[Stored data]
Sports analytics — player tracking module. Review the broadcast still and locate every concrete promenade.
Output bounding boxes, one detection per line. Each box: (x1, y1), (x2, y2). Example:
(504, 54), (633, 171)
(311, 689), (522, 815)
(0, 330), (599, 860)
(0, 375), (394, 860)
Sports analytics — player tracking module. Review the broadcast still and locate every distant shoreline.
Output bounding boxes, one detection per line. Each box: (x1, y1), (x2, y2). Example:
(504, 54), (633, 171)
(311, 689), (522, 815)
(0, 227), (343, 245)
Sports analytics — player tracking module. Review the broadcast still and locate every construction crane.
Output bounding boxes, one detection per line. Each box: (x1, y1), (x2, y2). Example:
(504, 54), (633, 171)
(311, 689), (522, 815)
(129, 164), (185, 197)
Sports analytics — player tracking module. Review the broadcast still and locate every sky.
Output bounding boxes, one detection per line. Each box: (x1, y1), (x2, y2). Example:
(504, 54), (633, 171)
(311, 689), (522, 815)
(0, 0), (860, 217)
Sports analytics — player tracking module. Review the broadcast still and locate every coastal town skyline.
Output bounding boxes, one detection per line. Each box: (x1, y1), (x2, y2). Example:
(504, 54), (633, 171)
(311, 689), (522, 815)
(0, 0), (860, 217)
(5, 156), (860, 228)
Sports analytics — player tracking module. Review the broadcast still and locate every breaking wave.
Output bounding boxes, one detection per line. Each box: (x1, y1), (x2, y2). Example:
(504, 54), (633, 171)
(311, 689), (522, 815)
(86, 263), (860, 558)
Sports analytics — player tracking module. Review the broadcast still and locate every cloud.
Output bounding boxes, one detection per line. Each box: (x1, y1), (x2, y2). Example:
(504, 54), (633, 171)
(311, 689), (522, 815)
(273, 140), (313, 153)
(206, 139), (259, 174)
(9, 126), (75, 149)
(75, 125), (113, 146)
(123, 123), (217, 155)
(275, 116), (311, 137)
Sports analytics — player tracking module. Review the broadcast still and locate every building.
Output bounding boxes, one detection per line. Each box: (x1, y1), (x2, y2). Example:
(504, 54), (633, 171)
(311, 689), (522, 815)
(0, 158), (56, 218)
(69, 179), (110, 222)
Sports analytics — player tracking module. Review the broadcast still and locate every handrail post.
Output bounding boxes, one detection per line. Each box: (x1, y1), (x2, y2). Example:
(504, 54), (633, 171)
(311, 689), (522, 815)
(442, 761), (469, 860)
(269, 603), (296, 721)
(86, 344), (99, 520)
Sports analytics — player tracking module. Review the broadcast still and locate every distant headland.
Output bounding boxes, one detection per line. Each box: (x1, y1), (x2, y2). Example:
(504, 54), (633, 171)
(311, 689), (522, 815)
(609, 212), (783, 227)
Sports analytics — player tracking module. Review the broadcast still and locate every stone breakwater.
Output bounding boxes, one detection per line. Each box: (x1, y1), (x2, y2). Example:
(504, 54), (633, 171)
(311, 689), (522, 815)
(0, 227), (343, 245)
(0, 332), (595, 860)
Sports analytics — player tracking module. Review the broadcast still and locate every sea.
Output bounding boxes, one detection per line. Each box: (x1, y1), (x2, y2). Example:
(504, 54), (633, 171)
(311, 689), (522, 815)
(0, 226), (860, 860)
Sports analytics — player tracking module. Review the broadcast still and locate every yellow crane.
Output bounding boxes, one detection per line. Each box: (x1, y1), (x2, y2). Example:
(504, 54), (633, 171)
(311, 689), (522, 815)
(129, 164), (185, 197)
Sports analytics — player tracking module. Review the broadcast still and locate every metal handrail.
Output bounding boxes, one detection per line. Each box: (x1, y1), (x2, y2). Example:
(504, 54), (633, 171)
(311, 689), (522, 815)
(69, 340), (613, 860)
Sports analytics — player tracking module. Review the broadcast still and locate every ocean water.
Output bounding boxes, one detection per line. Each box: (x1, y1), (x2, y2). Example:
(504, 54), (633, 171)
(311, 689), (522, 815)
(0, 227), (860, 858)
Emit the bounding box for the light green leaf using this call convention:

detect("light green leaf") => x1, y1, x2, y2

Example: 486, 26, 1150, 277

• [GIVEN REQUEST]: Copy the material from the line with "locate every building." up to and including the line with "(86, 344), (99, 520)", requests included, and shift every coordinate in the answers by adding 98 to it. Leave the coordinates in the requests and their sample boxes unchanged.

• [COMPLETED EXERCISE]:
Sports analytics — player tracking module. Review the broadcast still and locate every building.
Output bounding boxes, one detection per line. Each box: (x1, y1), (x2, y2). Example:
(504, 54), (633, 171)
(311, 689), (522, 815)
(98, 256), (154, 316)
(167, 277), (208, 320)
Sports analytics — player tracking module. Review the broadcast still and locate every handrail post.
Output bounding boxes, one detection per line. Each box: (x1, y1), (x2, y2). Example:
(504, 54), (633, 171)
(311, 689), (522, 815)
(540, 859), (567, 958)
(367, 701), (394, 819)
(184, 442), (197, 618)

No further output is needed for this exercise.